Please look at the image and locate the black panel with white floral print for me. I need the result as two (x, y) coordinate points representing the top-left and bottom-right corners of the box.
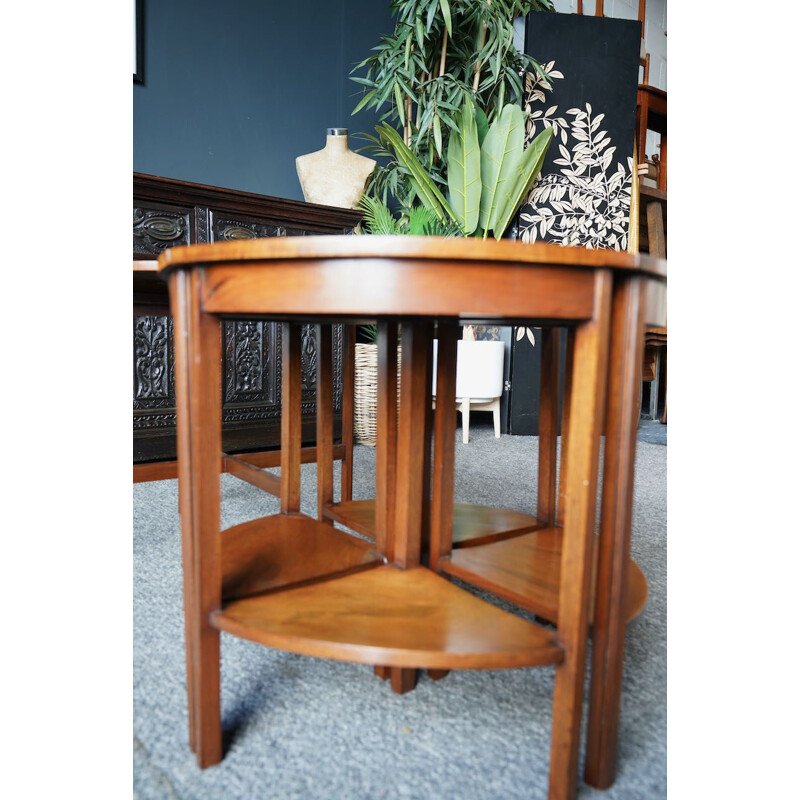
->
(518, 12), (641, 251)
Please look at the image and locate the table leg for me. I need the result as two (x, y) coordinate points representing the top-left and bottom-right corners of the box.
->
(538, 327), (561, 524)
(281, 323), (302, 514)
(556, 329), (575, 527)
(429, 320), (458, 573)
(340, 324), (356, 503)
(583, 275), (646, 789)
(374, 323), (402, 685)
(375, 322), (399, 557)
(170, 269), (223, 768)
(388, 321), (433, 694)
(316, 325), (334, 523)
(548, 271), (612, 800)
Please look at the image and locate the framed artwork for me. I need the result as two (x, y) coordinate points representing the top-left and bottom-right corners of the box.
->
(134, 0), (143, 84)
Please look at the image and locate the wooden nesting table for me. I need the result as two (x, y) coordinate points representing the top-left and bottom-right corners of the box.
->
(158, 236), (666, 800)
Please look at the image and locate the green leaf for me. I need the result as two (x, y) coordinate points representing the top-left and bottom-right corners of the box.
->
(433, 114), (443, 158)
(492, 125), (554, 240)
(479, 103), (525, 235)
(351, 89), (376, 116)
(474, 105), (489, 146)
(415, 12), (425, 50)
(394, 81), (405, 127)
(439, 0), (452, 36)
(446, 99), (481, 235)
(359, 194), (402, 235)
(377, 123), (457, 225)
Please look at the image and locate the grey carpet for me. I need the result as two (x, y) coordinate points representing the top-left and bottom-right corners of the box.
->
(133, 422), (666, 799)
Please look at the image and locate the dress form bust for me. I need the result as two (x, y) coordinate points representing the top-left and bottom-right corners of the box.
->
(296, 128), (376, 210)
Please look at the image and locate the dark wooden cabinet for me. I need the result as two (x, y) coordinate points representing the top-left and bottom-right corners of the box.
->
(133, 173), (361, 463)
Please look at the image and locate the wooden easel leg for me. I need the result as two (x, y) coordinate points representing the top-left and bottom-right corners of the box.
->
(548, 272), (612, 800)
(170, 269), (223, 768)
(583, 276), (646, 789)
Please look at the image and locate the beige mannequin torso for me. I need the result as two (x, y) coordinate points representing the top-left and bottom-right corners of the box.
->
(296, 130), (376, 210)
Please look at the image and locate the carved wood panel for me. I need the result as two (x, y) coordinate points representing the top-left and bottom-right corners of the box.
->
(133, 204), (191, 255)
(133, 175), (358, 462)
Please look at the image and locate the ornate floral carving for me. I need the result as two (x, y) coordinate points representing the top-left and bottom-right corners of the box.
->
(224, 321), (276, 404)
(134, 316), (173, 403)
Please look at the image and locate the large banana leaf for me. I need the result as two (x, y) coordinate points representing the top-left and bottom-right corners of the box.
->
(492, 125), (554, 240)
(446, 99), (481, 235)
(478, 104), (525, 236)
(377, 123), (456, 224)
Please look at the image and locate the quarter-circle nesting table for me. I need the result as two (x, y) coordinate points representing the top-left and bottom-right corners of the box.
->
(158, 235), (666, 800)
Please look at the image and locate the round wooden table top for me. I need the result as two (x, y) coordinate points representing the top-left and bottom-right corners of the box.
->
(158, 234), (667, 278)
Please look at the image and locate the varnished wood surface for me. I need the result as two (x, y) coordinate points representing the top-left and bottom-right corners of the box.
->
(213, 565), (565, 670)
(440, 527), (648, 626)
(280, 324), (302, 514)
(537, 328), (561, 524)
(548, 271), (612, 800)
(200, 260), (597, 323)
(163, 237), (666, 793)
(429, 321), (458, 571)
(158, 235), (666, 278)
(220, 513), (383, 601)
(170, 269), (224, 767)
(323, 499), (547, 548)
(133, 444), (346, 484)
(584, 275), (648, 789)
(224, 454), (282, 497)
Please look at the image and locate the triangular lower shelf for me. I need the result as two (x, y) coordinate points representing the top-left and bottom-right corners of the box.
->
(439, 527), (648, 626)
(221, 513), (384, 601)
(212, 565), (564, 670)
(322, 499), (544, 547)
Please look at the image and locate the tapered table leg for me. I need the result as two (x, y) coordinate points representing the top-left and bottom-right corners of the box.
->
(548, 271), (612, 800)
(170, 269), (223, 768)
(583, 275), (647, 789)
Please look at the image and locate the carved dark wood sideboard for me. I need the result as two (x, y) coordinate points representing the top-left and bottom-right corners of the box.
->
(133, 173), (361, 465)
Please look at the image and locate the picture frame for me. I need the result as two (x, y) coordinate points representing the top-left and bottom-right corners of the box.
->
(134, 0), (143, 84)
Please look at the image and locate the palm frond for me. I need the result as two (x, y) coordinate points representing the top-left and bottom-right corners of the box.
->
(358, 194), (403, 235)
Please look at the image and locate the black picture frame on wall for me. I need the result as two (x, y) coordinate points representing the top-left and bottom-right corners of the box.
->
(133, 0), (143, 84)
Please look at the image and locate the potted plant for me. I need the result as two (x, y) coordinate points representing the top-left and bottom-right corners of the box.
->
(349, 1), (556, 442)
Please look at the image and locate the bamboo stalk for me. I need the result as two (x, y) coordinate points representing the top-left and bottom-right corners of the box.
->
(439, 29), (448, 76)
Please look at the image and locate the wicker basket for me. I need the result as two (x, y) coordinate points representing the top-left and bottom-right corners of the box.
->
(353, 343), (402, 446)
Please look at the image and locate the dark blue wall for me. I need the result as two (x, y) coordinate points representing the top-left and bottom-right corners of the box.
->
(133, 0), (393, 200)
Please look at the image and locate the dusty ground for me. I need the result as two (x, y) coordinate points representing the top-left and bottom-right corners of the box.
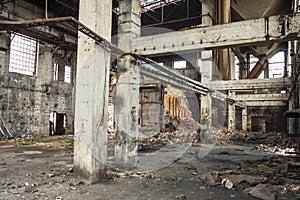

*Task instructions:* Return an exact transcription of the entries above, excluding each image.

*Exercise result:*
Please look at the image and locate the black panel with white floral print for me. I need the result as two (x, y) coordinate points representing the top-left and bottom-right corners of the box.
->
(518, 12), (641, 251)
Please look at the image and locate the table leg for me. I need the result as two (x, y) coordinate points representing the top-left and bottom-right corners of the box.
->
(538, 327), (561, 524)
(281, 323), (302, 514)
(556, 329), (575, 527)
(429, 320), (458, 573)
(340, 324), (356, 503)
(583, 275), (646, 789)
(374, 323), (402, 685)
(375, 322), (399, 557)
(170, 269), (223, 768)
(388, 321), (433, 694)
(316, 325), (334, 523)
(548, 271), (612, 800)
Please look at the image and locate the framed artwork for me. I need the result as two (x, y) coordinate points representing the top-left and bottom-right corners of the box.
->
(134, 0), (143, 84)
Please look at the image and locate the wooden nesting table for me. I need the result as two (x, y) coordinate points representing the top-left and bottom-right corners of the box.
->
(158, 236), (666, 800)
Please look at the image and locate the green leaf for me. I need the result as two (x, y) coordinate points representing the top-left and bottom-right corners of the box.
->
(433, 114), (443, 158)
(492, 125), (554, 240)
(479, 103), (525, 235)
(351, 89), (376, 116)
(474, 105), (489, 146)
(415, 12), (425, 50)
(394, 81), (405, 127)
(439, 0), (452, 36)
(446, 99), (481, 235)
(359, 194), (402, 235)
(377, 123), (457, 225)
Please look at the image and locate the grey carpet for me. I need the result as two (x, y) coordinate points representing the top-left and bottom-right corners of the box.
->
(133, 422), (666, 799)
Please look at the image and locate the dress form bust for me. I need the result as two (x, y) coordinate points representing the top-left and bottom-right corners of the box.
->
(296, 128), (376, 210)
Please look at the image and locate the dark wooden cabinet for me. I need the result as two (x, y) coordinate points representing the top-left and bottom-right corners of the box.
->
(133, 173), (361, 463)
Please look at the image and locate the wooden easel leg for me. I need the result as two (x, y) coordinate points representing the top-left and bottom-right corners of the box.
->
(548, 272), (612, 800)
(170, 269), (223, 768)
(583, 276), (646, 789)
Please look at the image and locate the beige mannequin torso for me. I need the result as two (x, y) coordinate points representing the top-left and bottom-right corners of the box.
->
(296, 130), (376, 210)
Please look at the image and locate the carved wood panel for me. I need the result as two (x, y) coordinate points representing the top-left and bottom-right corners of the box.
->
(133, 204), (191, 255)
(133, 175), (358, 462)
Please look at the image and locate the ornate floral carving for me. I need the result as two (x, y) coordinate points representing the top-left and bottom-right corners of the box.
->
(224, 321), (276, 404)
(134, 316), (173, 403)
Please look at the image and locate the large banana leaf for me. I need the result as two (x, y) coordinate points representing the top-left and bottom-right corners of the box.
->
(492, 125), (554, 240)
(446, 99), (481, 235)
(478, 104), (525, 236)
(377, 123), (456, 224)
Please look at the image and locate the quarter-circle nesting table for me. I need the result as two (x, y) coordinate points representing the top-left and bottom-right corners of the box.
->
(158, 235), (666, 800)
Please look at the image and locate the round wooden table top for me. I need the result as two (x, y) coordinate points representing the top-left and bottom-right corners of the box.
->
(158, 234), (667, 278)
Please look at the image and locate the varnished wood surface for me. I need the result as two (x, y) coordinate points representing the top-left and bottom-right corners of the box.
->
(213, 565), (565, 670)
(440, 527), (648, 626)
(280, 324), (302, 514)
(537, 328), (561, 524)
(548, 271), (612, 800)
(200, 260), (597, 323)
(163, 237), (666, 793)
(429, 321), (458, 571)
(158, 235), (666, 278)
(220, 513), (383, 601)
(170, 269), (224, 767)
(323, 499), (547, 548)
(133, 444), (346, 484)
(584, 275), (648, 789)
(224, 454), (282, 497)
Please look at the image and locate the triangular lower shelf for me. I need the result as two (x, y) coordinate points representing the top-left and bottom-right corners of the box.
->
(439, 527), (648, 626)
(221, 513), (384, 601)
(212, 565), (564, 670)
(322, 499), (544, 547)
Please look at the image and locate the tapered table leg for me. I need the result as two (x, y) coordinate points representing the top-left and bottom-right corners of the box.
->
(548, 271), (612, 800)
(170, 269), (223, 768)
(583, 275), (647, 789)
Please look at the image and locate the carved dark wood sideboard for me. I need the result as two (x, y) coordinate points representing the top-left and bottom-right corners of the box.
->
(133, 173), (361, 465)
Please look at the image and locate the picture frame for me. I need the result as two (x, y) coordinate points representing the top-left and bottom-right corners of the box.
->
(134, 0), (143, 84)
Please look at the image and locate the palm frond for me. I need the result as two (x, y) coordinate points representing the top-left and bottom-right corners of the box.
->
(358, 194), (403, 235)
Please look at the image and locate the black picture frame on wall for me. I need the result as two (x, y) coordinate points representing the top-left and bottom-right corners of the box.
->
(133, 0), (143, 84)
Please look at the image and locate the potted plant for me. I need the result as two (x, y) coordinate points representing the top-left and bottom-right corners of the box.
->
(349, 1), (556, 442)
Please look at the image and locate the bamboo stalk for me. I need the result as two (x, y) coordinate points representing the top-left and bottom-right corners of the box.
->
(439, 29), (448, 76)
Please look at the image and locate the wicker basket for me. I need the result as two (x, y) coordinate points representing the top-left and bottom-right corners of the box.
->
(353, 343), (402, 446)
Please look at the image and locate the dark blue wall for me. I need the result as two (x, y) coordinate points representing the top-left and bottom-right corners of the box.
->
(133, 0), (393, 200)
Please look at the image and locate the dusty ground for me. I need the result as two (x, y) coordinate points representing the top-left and bottom-right corners of the box.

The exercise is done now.